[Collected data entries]
== Segment start ==

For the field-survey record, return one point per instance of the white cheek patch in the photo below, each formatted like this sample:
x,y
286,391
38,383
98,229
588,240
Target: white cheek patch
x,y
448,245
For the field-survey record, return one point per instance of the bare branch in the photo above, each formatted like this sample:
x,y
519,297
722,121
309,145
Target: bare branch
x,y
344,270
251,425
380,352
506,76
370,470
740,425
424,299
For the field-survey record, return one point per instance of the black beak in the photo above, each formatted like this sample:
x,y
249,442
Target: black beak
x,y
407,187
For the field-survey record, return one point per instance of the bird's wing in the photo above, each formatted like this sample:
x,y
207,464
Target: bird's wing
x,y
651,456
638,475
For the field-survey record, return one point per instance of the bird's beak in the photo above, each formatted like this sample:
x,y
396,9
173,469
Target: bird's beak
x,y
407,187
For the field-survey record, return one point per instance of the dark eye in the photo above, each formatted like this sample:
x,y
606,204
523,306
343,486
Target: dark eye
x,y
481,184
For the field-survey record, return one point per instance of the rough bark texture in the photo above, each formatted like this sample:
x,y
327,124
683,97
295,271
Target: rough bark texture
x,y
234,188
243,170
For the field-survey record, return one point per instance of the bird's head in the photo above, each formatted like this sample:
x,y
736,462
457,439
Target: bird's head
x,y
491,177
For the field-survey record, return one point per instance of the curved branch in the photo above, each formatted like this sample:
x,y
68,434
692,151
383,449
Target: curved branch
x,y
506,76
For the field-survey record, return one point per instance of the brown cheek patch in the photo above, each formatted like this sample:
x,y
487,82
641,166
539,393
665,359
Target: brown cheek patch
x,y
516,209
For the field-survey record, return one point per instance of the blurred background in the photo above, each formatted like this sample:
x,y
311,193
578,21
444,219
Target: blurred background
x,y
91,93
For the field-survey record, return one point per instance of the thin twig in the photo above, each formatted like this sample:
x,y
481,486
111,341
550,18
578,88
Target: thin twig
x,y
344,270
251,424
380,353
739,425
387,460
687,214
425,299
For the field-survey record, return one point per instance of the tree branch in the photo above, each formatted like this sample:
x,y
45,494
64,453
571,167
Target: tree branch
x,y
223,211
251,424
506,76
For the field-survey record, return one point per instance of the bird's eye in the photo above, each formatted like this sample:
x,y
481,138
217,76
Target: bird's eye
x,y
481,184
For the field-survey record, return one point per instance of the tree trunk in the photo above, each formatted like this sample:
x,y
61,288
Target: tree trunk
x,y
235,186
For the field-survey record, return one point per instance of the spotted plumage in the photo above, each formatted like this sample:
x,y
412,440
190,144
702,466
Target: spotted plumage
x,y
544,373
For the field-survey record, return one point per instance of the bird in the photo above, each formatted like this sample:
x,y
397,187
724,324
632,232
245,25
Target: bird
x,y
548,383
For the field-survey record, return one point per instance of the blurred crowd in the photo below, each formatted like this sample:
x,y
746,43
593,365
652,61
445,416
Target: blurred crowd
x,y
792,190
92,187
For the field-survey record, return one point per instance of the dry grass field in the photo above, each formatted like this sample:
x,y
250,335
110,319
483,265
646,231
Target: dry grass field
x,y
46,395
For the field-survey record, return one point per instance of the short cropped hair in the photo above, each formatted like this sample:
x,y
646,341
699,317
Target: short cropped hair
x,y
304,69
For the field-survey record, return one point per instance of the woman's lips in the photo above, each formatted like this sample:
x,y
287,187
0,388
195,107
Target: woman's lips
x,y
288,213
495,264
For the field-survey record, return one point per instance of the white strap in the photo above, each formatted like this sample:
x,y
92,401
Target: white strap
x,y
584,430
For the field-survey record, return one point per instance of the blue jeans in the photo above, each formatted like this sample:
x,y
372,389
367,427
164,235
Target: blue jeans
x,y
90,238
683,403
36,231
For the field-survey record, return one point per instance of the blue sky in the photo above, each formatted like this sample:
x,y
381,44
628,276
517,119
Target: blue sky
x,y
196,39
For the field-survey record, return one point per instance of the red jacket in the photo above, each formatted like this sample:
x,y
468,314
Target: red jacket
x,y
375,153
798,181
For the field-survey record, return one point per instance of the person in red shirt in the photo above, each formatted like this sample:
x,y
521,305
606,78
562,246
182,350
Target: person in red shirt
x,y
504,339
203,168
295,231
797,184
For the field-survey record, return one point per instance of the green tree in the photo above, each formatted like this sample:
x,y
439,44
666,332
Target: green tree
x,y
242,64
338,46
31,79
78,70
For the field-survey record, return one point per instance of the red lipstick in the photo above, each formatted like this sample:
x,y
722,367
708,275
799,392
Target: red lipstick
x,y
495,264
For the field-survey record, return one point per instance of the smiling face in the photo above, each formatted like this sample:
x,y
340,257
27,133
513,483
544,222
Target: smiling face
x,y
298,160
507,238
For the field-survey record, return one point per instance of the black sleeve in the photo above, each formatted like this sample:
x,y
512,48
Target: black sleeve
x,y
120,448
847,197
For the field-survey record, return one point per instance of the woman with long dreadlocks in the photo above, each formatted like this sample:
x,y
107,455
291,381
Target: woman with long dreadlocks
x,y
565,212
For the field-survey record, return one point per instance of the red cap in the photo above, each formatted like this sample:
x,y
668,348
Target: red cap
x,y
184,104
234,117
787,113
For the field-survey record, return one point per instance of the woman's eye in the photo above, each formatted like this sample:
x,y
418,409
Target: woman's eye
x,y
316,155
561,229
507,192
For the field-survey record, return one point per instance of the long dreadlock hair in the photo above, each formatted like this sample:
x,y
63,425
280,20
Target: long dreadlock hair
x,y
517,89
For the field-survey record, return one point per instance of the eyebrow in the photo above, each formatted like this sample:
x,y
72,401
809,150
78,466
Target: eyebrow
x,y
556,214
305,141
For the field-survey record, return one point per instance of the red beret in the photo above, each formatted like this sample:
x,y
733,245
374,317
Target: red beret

== Segment end ==

Look through the records and gather every line containing "beret".

For the field-survey record, return one point per instance of the red beret in the photo above, each formatted like this sample:
Target: red beret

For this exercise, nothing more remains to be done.